» Exercise input:
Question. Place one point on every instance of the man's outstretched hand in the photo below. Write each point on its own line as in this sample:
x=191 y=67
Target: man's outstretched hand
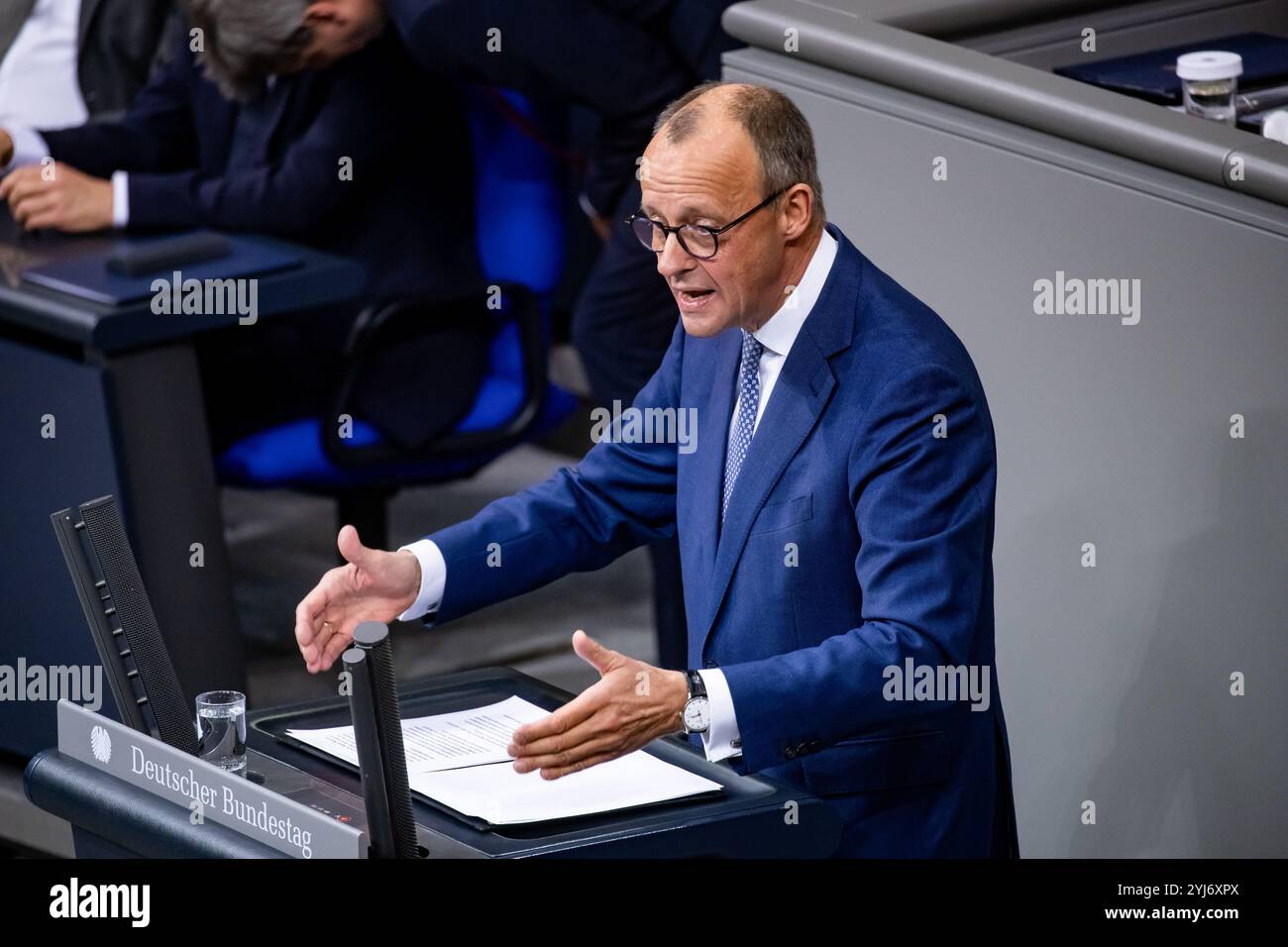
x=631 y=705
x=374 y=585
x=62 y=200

» What needs to be done:
Return every entry above verbatim, line for line, and leave the pictures out.

» Written reply:
Question. Place one point on every instance of the man's outstretched hand in the photo below. Write each point on its own line as in this sample:
x=191 y=67
Target: man's outstretched hand
x=631 y=705
x=374 y=585
x=62 y=200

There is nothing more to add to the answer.